Raw records:
▬▬▬▬▬▬

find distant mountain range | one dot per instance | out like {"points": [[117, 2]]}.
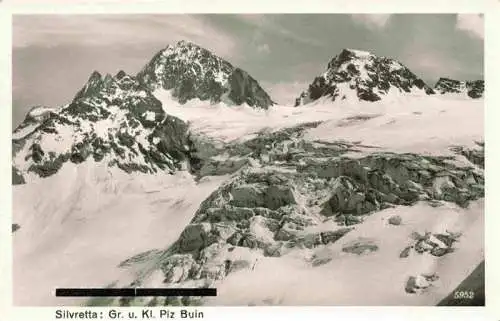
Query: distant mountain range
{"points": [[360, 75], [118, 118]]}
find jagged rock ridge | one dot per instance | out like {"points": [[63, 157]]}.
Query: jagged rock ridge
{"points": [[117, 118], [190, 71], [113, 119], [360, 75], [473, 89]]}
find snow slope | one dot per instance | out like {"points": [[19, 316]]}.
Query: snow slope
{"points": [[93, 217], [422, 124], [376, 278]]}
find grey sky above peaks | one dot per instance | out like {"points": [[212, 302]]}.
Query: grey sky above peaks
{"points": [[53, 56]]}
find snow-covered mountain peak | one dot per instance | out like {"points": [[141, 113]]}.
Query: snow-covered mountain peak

▬▬▬▬▬▬

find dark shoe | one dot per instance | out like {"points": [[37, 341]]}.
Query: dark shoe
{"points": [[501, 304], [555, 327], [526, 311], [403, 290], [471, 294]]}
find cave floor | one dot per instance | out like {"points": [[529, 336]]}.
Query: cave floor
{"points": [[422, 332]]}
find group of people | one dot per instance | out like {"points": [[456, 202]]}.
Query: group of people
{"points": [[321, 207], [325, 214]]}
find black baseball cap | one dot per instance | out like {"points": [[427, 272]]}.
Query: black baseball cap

▬▬▬▬▬▬

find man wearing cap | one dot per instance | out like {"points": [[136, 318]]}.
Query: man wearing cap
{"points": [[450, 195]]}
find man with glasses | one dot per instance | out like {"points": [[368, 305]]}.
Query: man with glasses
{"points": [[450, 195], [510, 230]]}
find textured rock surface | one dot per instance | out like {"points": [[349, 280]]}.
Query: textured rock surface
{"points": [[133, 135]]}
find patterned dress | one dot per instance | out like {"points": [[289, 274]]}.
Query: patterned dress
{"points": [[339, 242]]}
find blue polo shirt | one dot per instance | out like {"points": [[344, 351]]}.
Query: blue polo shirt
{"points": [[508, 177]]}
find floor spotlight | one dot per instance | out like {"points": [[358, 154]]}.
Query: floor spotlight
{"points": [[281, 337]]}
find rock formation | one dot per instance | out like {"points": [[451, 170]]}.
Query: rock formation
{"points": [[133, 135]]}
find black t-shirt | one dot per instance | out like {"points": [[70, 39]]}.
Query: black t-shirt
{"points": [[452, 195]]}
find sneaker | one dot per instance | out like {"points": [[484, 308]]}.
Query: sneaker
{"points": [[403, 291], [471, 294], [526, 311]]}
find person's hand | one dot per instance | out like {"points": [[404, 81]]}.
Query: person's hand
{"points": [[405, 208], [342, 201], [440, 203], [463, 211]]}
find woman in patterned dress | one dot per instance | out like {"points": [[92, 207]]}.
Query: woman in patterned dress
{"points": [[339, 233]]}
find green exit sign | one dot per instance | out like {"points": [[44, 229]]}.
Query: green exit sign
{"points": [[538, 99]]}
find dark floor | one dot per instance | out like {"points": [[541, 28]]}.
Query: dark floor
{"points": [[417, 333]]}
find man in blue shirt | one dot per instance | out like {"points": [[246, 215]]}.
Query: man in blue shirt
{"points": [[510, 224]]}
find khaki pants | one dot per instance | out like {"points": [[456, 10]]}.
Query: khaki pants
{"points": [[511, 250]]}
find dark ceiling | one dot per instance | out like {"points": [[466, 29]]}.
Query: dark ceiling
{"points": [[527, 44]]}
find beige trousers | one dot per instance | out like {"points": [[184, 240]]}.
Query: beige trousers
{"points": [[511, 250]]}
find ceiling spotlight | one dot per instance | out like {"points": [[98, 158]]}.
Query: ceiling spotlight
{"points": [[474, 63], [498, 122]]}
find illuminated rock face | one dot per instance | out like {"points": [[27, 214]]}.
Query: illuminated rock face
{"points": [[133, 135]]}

▬▬▬▬▬▬

● **GOAL OF THE EXERCISE**
Collect every line of the data above that contains the word "illuminated". Case matters.

● **SOLUTION TO THIS TASK**
find illuminated rock face | one dot per instance | out like {"points": [[27, 214]]}.
Query: illuminated rock face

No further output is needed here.